──────── MATERIAL FOR THIS TASK

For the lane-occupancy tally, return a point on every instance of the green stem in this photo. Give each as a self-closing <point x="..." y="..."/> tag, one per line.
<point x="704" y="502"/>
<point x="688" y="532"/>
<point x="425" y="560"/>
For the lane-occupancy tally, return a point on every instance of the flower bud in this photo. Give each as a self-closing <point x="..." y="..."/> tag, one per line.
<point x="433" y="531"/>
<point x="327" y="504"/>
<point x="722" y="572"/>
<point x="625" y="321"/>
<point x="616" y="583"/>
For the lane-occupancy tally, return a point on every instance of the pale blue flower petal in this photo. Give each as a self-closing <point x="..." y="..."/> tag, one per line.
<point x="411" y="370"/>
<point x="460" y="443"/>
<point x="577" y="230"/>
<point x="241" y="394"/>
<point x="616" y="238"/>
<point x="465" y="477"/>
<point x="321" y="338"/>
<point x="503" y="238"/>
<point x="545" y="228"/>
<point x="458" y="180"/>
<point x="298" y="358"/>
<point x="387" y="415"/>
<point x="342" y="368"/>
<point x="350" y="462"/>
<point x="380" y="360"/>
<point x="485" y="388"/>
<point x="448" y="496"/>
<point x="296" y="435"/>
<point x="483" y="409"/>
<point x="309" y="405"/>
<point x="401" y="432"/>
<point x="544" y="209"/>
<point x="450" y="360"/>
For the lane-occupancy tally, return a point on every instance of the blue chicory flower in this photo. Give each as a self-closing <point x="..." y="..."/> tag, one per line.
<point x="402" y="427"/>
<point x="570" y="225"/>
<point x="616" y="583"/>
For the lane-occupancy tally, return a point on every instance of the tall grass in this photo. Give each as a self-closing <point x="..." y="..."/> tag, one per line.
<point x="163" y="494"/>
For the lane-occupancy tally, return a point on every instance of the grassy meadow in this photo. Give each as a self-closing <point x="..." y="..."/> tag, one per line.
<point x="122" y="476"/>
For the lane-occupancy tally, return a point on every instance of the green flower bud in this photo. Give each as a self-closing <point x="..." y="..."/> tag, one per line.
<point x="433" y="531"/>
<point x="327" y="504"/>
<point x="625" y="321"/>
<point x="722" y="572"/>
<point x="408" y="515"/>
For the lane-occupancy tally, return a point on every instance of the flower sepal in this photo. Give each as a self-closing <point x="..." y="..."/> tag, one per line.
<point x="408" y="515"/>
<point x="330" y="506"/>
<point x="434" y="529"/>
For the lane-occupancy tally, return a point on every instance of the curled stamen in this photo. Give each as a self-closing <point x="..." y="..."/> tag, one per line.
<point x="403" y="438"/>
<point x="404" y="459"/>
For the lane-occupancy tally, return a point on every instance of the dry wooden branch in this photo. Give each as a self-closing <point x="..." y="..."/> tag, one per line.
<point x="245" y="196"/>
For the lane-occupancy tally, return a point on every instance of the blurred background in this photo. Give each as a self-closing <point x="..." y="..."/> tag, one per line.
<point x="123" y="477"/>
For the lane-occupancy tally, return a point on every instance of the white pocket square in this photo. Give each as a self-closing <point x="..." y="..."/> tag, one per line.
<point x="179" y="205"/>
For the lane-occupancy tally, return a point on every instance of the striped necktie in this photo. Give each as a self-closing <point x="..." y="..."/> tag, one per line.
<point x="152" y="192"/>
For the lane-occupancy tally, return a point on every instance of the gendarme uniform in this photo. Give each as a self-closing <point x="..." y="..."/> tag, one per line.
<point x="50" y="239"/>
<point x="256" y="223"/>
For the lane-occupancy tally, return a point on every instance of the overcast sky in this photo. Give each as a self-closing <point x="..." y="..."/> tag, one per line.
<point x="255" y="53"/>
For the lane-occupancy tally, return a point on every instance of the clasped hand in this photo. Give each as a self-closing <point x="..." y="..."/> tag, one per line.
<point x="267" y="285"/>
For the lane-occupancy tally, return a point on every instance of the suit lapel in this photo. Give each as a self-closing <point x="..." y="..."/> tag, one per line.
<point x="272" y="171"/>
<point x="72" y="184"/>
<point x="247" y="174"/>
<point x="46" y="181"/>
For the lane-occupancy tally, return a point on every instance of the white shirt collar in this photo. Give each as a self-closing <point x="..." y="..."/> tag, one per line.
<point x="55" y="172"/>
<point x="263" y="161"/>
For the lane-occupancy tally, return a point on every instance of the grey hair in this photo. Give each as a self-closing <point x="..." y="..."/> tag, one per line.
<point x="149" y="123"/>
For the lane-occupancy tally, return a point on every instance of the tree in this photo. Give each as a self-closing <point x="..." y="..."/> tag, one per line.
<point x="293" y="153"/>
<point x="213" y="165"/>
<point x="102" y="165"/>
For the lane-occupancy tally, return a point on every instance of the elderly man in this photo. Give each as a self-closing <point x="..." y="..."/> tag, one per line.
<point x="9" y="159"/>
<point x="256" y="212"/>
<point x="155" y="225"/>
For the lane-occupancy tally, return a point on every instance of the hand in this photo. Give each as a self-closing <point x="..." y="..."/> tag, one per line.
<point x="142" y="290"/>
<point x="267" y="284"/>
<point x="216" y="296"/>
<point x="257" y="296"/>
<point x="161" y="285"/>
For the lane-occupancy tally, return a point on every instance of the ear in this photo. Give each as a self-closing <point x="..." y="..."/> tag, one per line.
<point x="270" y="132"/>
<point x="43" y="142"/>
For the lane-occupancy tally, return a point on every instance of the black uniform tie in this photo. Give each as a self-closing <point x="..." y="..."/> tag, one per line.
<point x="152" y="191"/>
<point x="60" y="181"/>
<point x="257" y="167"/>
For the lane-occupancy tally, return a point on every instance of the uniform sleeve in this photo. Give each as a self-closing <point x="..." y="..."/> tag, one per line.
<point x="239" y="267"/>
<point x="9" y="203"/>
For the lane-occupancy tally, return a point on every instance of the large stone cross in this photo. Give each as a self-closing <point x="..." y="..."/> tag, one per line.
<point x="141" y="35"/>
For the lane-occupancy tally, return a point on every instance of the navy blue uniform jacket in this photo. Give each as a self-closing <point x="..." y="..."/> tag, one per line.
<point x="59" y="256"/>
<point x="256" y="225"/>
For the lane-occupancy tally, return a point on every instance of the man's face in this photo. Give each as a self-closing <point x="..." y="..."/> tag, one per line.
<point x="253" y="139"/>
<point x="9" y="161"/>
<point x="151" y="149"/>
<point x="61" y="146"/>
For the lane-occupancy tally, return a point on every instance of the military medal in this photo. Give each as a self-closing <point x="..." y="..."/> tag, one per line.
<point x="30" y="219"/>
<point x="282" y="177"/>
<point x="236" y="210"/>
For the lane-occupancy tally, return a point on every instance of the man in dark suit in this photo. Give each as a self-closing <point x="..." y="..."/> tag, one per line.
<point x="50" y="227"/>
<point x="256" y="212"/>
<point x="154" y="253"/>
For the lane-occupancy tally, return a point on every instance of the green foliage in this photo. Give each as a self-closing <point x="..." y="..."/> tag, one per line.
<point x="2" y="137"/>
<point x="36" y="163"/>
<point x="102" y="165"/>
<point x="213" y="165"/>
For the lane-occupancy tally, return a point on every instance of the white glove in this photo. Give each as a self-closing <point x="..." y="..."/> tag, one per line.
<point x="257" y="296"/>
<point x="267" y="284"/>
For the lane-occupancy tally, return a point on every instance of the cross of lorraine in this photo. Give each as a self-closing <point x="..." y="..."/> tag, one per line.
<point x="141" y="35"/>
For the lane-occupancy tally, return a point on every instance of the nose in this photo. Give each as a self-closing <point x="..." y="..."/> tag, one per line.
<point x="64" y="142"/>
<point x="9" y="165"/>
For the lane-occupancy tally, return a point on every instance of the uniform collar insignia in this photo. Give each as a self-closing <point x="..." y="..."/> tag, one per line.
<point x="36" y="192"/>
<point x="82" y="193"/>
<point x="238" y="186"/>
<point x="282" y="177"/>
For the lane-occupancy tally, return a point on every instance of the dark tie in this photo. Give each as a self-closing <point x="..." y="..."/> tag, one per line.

────────────────

STATED GOAL:
Please copy out the records from the line containing "of the cross" through the end of the records, keeping the requests as they are. Multiply every point coordinate in the answers by 1.35 and round to whole numbers, with halves rounded up.

OUTPUT:
For the lane-occupancy tally, return a point on every instance of the cross of lorraine in this photo. Give each as a self-closing <point x="..." y="..."/> tag, one per line.
<point x="190" y="47"/>
For the lane-occupancy tally, return a point on every instance of the nose in this photo. Give each as a self-closing <point x="..." y="..."/> tag, one per line.
<point x="86" y="192"/>
<point x="12" y="223"/>
For the lane-occupancy tally, return a point on every instance of the uniform collar insignia in this photo. Give each as a self-closing <point x="..." y="..."/> tag, one per line.
<point x="49" y="259"/>
<point x="111" y="261"/>
<point x="321" y="251"/>
<point x="381" y="239"/>
For the lane-occupancy tally, return a point on every instance of the dark tie in this photo. Give each as a self-closing <point x="..." y="..."/> tag, one per line.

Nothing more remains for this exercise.